◆ **Exercise data**
▬▬▬▬▬▬
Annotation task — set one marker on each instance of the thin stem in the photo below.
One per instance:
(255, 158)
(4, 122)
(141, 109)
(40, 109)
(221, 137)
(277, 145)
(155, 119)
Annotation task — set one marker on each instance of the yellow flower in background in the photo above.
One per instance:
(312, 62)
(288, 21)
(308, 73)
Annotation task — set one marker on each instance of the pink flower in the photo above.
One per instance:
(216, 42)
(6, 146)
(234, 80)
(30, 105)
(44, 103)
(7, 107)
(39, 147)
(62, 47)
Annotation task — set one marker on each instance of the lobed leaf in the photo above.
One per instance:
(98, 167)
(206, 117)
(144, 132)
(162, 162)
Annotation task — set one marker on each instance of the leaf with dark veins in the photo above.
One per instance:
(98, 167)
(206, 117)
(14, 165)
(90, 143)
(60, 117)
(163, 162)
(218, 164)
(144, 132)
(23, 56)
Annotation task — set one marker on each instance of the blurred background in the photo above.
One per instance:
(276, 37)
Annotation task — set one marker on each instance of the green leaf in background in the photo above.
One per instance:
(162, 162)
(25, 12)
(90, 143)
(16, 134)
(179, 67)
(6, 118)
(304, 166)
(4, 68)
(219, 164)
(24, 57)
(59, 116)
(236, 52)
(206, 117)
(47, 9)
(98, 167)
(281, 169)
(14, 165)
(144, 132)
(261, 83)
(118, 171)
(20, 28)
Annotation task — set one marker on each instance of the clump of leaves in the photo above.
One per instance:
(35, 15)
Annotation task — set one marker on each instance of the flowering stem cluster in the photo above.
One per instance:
▬▬▬▬▬▬
◆ **Work required**
Go through the records and copy all of them exactly.

◆ **Result below**
Annotation task — set one marker on each instance of the thin stem in the photo below.
One per instance:
(255, 158)
(4, 122)
(141, 109)
(40, 109)
(221, 137)
(277, 145)
(155, 119)
Annotation task — set one marker on each instance of the yellow flower in background in the photo above.
One per instance:
(312, 62)
(288, 21)
(308, 73)
Annotation task — set one marker on each instance of the pink flower in the photo above.
One per instance:
(216, 42)
(6, 146)
(234, 80)
(30, 105)
(44, 103)
(7, 107)
(39, 147)
(62, 47)
Annotation task — set one marker on each instance of the lobed leaf in the photo above.
One per instance:
(98, 167)
(206, 117)
(144, 132)
(162, 162)
Annotation task — set one marker on each instance of the leaf with dark veins in the photo above.
One per instance:
(98, 167)
(206, 117)
(14, 165)
(90, 143)
(60, 117)
(163, 162)
(218, 164)
(144, 132)
(23, 56)
Annotation task — set one marker on each instance of the blurred background in the photo above.
One per instance:
(276, 37)
Annotation task — set one marker on each instance of the green leaf in background in the photo above.
One per instance:
(162, 162)
(25, 12)
(90, 143)
(16, 134)
(179, 67)
(6, 118)
(304, 166)
(4, 68)
(219, 164)
(24, 57)
(59, 116)
(236, 52)
(206, 117)
(47, 9)
(98, 167)
(281, 169)
(14, 165)
(144, 132)
(261, 83)
(118, 171)
(20, 28)
Annotation task — set one marker on each instance of the clump of leaves in the photo above.
One per instance:
(35, 15)
Annotation task — set one marker on each instance of the flowering stem cluster in the photo above.
One per instance:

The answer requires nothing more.